___ Listed entries ___

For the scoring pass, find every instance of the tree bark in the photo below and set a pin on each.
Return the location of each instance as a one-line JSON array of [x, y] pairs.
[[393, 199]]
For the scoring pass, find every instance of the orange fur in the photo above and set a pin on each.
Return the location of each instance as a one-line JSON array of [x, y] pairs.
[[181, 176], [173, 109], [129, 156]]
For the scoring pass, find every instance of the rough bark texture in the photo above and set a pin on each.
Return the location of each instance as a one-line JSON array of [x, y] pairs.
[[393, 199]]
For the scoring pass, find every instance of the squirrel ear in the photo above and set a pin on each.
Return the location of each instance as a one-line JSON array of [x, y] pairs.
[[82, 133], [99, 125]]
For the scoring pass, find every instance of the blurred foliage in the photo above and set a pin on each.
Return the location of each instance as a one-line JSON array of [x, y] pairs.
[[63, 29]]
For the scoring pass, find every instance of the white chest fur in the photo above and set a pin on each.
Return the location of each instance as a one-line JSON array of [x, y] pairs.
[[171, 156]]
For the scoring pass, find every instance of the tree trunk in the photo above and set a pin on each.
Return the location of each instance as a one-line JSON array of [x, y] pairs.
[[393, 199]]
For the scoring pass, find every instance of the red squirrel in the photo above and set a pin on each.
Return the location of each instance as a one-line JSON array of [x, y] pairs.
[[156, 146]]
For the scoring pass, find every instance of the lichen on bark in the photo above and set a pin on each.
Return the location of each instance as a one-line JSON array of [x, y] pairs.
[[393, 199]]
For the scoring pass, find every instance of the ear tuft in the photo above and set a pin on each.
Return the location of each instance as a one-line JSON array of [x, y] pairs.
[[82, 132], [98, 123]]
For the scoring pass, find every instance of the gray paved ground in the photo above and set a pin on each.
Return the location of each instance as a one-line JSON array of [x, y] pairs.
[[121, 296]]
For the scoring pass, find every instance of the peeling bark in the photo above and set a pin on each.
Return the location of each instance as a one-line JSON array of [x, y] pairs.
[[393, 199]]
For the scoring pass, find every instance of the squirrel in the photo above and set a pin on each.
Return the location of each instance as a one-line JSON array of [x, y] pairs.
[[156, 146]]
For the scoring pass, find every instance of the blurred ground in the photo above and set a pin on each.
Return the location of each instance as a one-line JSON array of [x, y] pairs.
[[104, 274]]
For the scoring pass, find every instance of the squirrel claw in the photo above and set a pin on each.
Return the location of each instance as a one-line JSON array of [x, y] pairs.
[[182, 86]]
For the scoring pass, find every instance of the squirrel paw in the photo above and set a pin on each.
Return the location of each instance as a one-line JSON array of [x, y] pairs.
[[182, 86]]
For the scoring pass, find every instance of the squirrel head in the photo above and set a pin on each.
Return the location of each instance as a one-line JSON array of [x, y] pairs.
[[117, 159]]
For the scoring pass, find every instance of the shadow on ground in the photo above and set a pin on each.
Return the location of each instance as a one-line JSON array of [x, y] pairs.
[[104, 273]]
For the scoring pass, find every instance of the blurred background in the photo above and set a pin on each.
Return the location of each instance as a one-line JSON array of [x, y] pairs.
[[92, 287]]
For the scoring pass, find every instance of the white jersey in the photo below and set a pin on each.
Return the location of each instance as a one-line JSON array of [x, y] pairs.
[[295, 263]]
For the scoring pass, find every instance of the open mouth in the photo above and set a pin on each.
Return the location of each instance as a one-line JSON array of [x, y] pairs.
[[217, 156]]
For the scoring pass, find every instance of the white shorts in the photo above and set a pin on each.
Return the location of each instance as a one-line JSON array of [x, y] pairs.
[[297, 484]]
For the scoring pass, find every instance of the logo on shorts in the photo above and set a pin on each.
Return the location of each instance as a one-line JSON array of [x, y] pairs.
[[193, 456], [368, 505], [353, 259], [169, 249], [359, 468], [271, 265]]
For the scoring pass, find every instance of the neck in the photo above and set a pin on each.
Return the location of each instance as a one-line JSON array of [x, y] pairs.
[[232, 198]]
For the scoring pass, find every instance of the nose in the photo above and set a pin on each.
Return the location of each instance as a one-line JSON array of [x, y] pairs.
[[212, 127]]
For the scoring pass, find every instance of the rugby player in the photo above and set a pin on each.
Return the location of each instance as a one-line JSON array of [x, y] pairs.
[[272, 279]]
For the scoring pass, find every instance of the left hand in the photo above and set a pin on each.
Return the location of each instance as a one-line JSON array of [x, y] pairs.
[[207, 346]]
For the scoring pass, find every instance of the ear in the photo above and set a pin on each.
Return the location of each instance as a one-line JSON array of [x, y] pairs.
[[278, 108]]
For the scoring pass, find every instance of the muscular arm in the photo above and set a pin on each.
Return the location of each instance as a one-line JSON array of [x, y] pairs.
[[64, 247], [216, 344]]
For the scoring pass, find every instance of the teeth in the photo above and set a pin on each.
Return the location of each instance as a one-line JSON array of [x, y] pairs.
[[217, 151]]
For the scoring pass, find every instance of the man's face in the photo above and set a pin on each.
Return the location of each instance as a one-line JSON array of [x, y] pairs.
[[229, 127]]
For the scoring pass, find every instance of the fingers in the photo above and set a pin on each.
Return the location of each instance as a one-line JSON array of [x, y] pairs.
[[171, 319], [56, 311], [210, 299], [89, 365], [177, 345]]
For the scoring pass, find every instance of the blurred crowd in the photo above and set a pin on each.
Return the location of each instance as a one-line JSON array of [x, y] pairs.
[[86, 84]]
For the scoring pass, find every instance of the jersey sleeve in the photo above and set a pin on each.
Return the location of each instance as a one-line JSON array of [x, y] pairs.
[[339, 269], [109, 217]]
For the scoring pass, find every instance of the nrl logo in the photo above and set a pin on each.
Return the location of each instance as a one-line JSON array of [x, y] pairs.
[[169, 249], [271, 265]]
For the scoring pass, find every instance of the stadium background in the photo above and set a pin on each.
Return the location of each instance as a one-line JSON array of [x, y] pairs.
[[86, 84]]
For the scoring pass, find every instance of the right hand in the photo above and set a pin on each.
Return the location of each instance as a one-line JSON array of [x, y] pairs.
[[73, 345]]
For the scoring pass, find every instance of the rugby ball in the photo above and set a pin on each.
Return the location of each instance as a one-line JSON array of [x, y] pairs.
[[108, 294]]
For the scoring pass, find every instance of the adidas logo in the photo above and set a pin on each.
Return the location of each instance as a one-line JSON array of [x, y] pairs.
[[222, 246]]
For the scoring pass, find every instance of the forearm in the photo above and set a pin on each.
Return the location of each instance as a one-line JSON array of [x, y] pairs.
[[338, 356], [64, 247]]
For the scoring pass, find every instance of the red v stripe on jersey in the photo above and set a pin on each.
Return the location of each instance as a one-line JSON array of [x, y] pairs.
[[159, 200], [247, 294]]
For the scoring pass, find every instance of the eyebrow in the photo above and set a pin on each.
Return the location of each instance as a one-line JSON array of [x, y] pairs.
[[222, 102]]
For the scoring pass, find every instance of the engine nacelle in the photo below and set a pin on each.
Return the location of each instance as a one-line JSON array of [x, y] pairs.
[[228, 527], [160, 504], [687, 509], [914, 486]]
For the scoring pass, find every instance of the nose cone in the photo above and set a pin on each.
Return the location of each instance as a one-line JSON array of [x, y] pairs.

___

Reproduce the entries, starting at the line that contains "For the scoring pass, find every instance of the orange" and ending after the line that contains "[[82, 133], [99, 125]]". Add 71 to every x and y coordinate in the answers, and leave all other text unchanged.

**Correct response:**
For the scoring pass, find every instance of the orange fur in the photo above and set a pin on each.
Return the location of each instance as a one-line JSON array of [x, y] pairs.
[[252, 247], [244, 180], [200, 227]]
For the scoring pass, find every instance of the rough bark texture in the photo above and set a pin on each.
Return the location of each instance as a one-line JSON array of [x, y] pairs.
[[464, 270]]
For the scoring pass, find every instance of the squirrel ear in the photo above and set a pin on each.
Return the location of each instance as a one-line JSON array of [x, y] pairs.
[[153, 204], [170, 196]]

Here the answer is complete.